:: Source passage ::
== == ==

Tracing a NIM Request with Nsight Systems — What the 24.8 tok/s Number Hides

What this article will answer

Headline throughput numbers are a consequence, not a cause. This piece opens the hood on the 8B NIM at inference time and asks, for a single representative request, which kernels own the latency budget and which are rounding error.

NVIDIA technologies to be covered

Nsight Systems — launching a trace against a running NIM container; NVTX ranges; filtering the timeline to the request of interest.
CUDA Toolkit — minimum version requirements; nsys CLI on the Spark host vs inside a container.
Kernel trace interpretation — attention kernels, GEMM tiles, the sampling loop, memcpy H2D/D2H; what’s slow because of the model and what’s slow because of the plumbing.
Nsight Compute — when timeline sampling isn’t enough and you need per-kernel occupancy and achieved memory throughput.
Editor integration — launching captures from VS Code / Cursor without breaking the container’s lifecycle.

What I expect to find

Paged-KV attention will dominate the decode phase. Prefill will be a GEMM wall. The memcpy between host-side request parsing and GPU-side tokenization will be smaller than feared thanks to unified memory. The piece closes by feeding the trace back into the TRT-LLM article as a prioritization tool: here’s what to try to fix first.

Where it sits in the arc

Cross-cutting. Belongs to dev-tools primary, but pairs with the TRT-LLM deployment article — a trace in hand is the right prerequisite for deciding which compile-time knob to turn.

== == ==

:: Provided records ::

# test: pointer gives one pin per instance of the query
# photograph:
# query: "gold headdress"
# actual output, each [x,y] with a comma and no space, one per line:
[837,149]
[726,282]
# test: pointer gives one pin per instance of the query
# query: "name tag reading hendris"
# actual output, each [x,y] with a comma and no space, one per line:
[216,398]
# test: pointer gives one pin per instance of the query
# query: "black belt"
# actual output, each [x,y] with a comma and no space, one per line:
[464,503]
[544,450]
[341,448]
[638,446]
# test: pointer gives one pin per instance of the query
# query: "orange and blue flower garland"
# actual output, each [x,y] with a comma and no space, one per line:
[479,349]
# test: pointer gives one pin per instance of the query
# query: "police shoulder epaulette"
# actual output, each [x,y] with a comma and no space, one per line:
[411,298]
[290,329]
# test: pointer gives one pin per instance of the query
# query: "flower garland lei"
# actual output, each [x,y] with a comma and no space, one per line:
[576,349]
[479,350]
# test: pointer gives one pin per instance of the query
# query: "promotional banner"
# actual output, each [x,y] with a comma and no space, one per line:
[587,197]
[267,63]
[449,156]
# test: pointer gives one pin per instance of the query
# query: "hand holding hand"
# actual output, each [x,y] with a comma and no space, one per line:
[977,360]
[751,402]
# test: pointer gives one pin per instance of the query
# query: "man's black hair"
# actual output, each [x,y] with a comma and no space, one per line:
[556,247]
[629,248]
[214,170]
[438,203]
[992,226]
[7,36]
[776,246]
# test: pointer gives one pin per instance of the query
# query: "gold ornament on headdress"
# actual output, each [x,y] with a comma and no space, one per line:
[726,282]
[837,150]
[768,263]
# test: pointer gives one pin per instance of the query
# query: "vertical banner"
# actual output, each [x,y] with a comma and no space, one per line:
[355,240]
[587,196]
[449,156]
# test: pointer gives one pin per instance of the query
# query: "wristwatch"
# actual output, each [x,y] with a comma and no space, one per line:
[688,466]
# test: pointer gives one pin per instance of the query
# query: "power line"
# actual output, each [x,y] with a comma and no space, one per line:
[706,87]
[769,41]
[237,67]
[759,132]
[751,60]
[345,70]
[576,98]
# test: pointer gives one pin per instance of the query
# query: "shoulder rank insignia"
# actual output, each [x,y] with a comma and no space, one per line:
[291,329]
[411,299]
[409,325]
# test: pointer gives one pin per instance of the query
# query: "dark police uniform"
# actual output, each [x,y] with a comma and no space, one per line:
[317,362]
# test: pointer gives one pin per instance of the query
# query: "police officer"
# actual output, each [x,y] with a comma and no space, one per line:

== == ==

:: List of tasks ::
• A. Output the part of the NIM tracing article that begins at the words "Tracing a NIM" and stops after the words "of the plumbing.", copied verbatim.
• B. In the NIM tracing article, which phase is paged-KV attention expected to dominate?
• C. Summarize the NIM tracing article in two sentences.

:: Outputs for the tasks ::
• A.
Tracing a NIM Request with Nsight Systems — What the 24.8 tok/s Number Hides

What this article will answer

Headline throughput numbers are a consequence, not a cause. This piece opens the hood on the 8B NIM at inference time and asks, for a single representative request, which kernels own the latency budget and which are rounding error.

NVIDIA technologies to be covered

Nsight Systems — launching a trace against a running NIM container; NVTX ranges; filtering the timeline to the request of interest.
CUDA Toolkit — minimum version requirements; nsys CLI on the Spark host vs inside a container.
Kernel trace interpretation — attention kernels, GEMM tiles, the sampling loop, memcpy H2D/D2H; what’s slow because of the model and what’s slow because of the plumbing.

• B. The decode phase.

• C. The article uses Nsight Systems to examine a single representative request to the 8B NIM and find which kernels own the latency budget. It expects paged-KV attention to dominate decode and prefill to be a GEMM wall, then feeds the trace back into the TRT-LLM deployment article to show what to try to fix first.